• Text
————————
Mirror of Justice

A blog dedicated to the development of Catholic legal theory.
Affiliated with the Program on Church, State & Society at Notre Dame Law School.

Monday, January 15, 2018

Teleforum on the "Parsonage Allowance"

I enjoyed speaking on this recent Federalist Society Teleforum, "Is the 'Parsonage Allowance' Allowed?" We discussed the tax-code provision permitting ministers to exclude from their gross income a housing allowance provided by their employer, up to the fair rental value of the home. Last October, Judge Crabb (W.D. Wis.) invalidated the provision as a violation of the Establishment Clause. If that ruling stands on appeal, the cost to religious organizations around the nation--the cost of making up for the new tax liability by paying additional salary--would likely exceed $1 billion yearly. That estimate, along with very useful insight on the provision and how organizations might respond to its invalidation, was provided by my teleforum co-speakers, John van Drunen and Michael Martin of the Evangelical Council on Financial Accountability (ECFA--an organization that does great work encouraging sound financial practices by religious nonprofits).
————————
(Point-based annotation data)
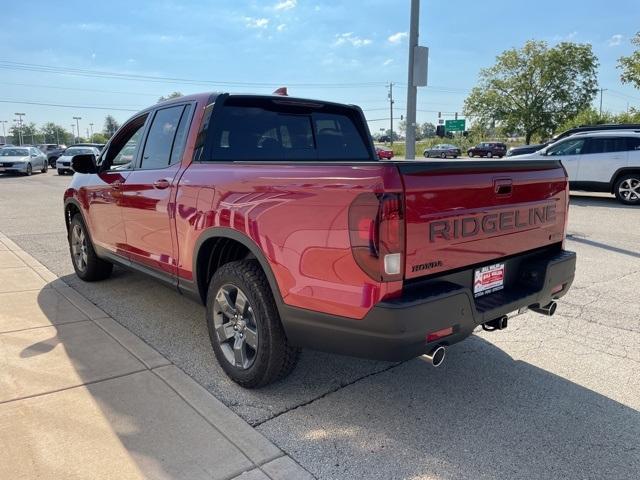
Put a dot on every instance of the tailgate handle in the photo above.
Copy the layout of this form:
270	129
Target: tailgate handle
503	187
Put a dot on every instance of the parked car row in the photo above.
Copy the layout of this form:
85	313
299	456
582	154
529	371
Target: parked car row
————————
• Exercise tasks
[1] Arrange every line of the records as a JSON list of strings, one string per line, leaving out blank lines and the pictures.
[2] Pick up the blog post about the parsonage allowance teleforum after its last sentence and continue it.
The blog post and the records have no connection to each other.

• Answer list
[1]
[
  "Put a dot on every instance of the tailgate handle in the photo above.",
  "Copy the layout of this form:",
  "270\t129",
  "Target: tailgate handle",
  "503\t187",
  "Put a dot on every instance of the parked car row in the photo above.",
  "Copy the layout of this form:",
  "85\t313",
  "299\t456",
  "582\t154",
  "529\t371",
  "Target: parked car row"
]

[2]
Here's the concluding bit from my own remarks (Download Housing Allowance - FedSoc Teleforum 2018-01-12 (delivered), which argued that the housing-allowance exclusion is quite defensible as constitutional but faces risks on appeal:

Ultimately, the result in this matter depends on the court’s attitude toward provisions that specifically accommodate religion. The exclusion will be upheld if the court takes a deferential approach and allows the government leeway as long as it’s reasonably promoting valid church-state concerns like denominational equality and nonentanglement in religious questions, and is not directly imposing a significant burden on anyone else. I believe that is the correct approach—the most consistent with the text, tradition, and precedents—especially with respect to treatment of ministers. But there are certainly judges who view it as presumptively unfair to exempt religion when arguably comparable nonreligious activities are not exempt, and they are likely to view the justifications for doing so here as insufficient.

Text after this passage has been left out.